§ PROVIDED TEXT
= = = = =

Resin heart tutorial

How to make resin hearts five different ways

How to make resin hearts five different ways


by Penny Reid

I LOVE HEARTS and with Valentine’s Day coming up, all the shops are full of heart-shaped stuff!  What better time to  share a resin heart tutorial!

I found a heart-shaped silicone mold in the baking section at my local craft store and thought it would be fun to experiment with different techniques, colourants, etc.  I wasn’t sure what I was going to do with the hearts, but knew the results would inspire me and indeed they did.  I ended up using the hearts to create art that is not only fun for Valentine’s Day, but can be left up year-round too.  (You can see how I use them to create Valentine’s Day wall art.)

finished hearts


Here are the embellishments I will use in the molds:

#1 – From my collection of coloured beads, I picked out the red ones and put them around the edges

#2 – Iridescent/pearl confetti (found in the party section of the dollar store).  Stampendous shaved ice would work here as well.

#3 – Stampendous Glass Glitter

embellishments for resin hearts


I will also add colourants – not all of these are resin colourants, but they are all acrylic or oil-based (water-based products do not work well, the resin often cures soft or not at all)

#1 – Transparent clothing dye (hot pink) will be added to the glass beads

#2 – Ice Resin Color Tint (purple) will be added to the iridescent confetti

#3 – No colour will be added to the Stampendous Glass Glitter

#4 – Resin Obsession Opaque Color Pigments (red and white) then I’ll put in some ResiBlast

#5 – Pebeo Vitrail Transparent Glass Paint (red)

= = = = =

(Point labeling examples)
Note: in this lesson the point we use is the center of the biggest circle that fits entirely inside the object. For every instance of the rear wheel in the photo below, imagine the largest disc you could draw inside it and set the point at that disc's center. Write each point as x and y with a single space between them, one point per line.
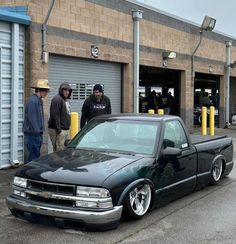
216 171
138 201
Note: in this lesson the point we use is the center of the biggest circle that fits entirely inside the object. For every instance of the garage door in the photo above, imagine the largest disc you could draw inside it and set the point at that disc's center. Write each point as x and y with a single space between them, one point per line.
11 93
82 74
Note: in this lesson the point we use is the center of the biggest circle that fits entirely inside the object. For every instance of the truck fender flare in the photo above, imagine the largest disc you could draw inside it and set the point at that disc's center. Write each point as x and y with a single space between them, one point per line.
133 184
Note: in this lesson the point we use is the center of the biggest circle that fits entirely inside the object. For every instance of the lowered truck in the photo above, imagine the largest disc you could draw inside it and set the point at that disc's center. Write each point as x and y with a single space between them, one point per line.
119 164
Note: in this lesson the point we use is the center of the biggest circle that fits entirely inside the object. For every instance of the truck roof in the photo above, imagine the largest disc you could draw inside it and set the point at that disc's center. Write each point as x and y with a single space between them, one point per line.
140 116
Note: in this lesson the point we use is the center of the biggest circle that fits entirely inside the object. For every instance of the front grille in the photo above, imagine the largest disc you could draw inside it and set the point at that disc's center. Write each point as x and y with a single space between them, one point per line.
37 187
51 201
51 187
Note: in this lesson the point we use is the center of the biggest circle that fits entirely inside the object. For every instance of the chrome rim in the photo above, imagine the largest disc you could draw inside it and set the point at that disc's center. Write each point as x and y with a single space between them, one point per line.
140 199
217 170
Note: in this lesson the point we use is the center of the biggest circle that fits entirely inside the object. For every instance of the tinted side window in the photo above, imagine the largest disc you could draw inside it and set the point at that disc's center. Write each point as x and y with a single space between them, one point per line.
174 135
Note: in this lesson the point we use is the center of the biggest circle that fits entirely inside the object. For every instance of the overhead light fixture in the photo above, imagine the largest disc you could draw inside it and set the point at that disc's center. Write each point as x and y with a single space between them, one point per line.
167 55
233 65
208 23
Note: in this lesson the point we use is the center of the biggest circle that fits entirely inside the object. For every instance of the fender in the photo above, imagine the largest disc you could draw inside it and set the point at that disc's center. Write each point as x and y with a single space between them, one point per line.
133 184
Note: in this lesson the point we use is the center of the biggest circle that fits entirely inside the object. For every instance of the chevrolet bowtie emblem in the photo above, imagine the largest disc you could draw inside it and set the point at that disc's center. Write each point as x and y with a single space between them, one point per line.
46 194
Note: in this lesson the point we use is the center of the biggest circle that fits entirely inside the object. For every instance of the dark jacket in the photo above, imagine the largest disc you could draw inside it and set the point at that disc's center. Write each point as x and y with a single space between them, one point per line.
92 108
59 112
34 116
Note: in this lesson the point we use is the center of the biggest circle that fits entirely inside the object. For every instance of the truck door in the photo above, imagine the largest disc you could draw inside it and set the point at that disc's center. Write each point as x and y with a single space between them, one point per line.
177 174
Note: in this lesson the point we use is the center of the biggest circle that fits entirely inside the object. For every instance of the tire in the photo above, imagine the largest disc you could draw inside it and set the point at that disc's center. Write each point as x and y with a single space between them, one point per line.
138 200
216 171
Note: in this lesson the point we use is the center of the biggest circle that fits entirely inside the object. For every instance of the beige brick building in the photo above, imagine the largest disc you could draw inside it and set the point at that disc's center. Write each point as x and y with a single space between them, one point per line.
75 26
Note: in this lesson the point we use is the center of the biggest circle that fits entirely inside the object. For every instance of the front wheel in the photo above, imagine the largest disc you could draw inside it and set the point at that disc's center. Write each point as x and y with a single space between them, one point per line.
216 171
138 201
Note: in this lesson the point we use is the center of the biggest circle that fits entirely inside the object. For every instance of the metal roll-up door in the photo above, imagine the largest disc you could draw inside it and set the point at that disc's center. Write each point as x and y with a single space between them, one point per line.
11 93
82 74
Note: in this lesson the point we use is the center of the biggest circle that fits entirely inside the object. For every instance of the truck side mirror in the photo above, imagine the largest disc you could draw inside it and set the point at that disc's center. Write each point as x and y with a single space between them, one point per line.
171 151
66 143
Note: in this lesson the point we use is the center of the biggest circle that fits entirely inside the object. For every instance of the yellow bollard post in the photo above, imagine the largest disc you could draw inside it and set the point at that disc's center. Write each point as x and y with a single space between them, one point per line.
151 111
160 111
74 116
204 121
212 121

= = = = =

§ WORK INSTRUCTIONS
1 - Answer these questions from the resin heart tutorial:
(a) Where was the heart-shaped silicone mold found?
(b) Where did the iridescent/pearl confetti come from?
(c) What happens to resin when water-based products are added to it?
2 - Continue the resin heart tutorial from its final line.

§ EXPECTED RESPONSES
1 -
(a) In the baking section at the local craft store.
(b) The party section of the dollar store.
(c) It often cures soft or not at all.

2 -
#6 – Pearl Ex Powdered Pigments (bronze and gold)

colorants for resin hearts


Here are the colourants added to the cups waiting for the clear resin.  HINT: If you can find silicone cupcake molds, they are great for mixing resin and are reusable — just wait twenty-four hours for the resin to dry.  Most of it will flake off easily and the rest you can just wipe away with a lint-free cloth.

adding colorants to cups


Mixed resin was added to the mold cups.  Oops, over-poured the purple one!

resin and colorant mixed and ready to go


The resin is in the mold, but I need to blow out the bubbles. I use an Embellishment Heating Tool and find it works very well. Cover to cure.

blow out bubbles in resin

cover resin hearts to cure


Twenty-four hours later and ready.  Here they are demolded.

de-molded resin hearts



Let’s look at each one in closer detail!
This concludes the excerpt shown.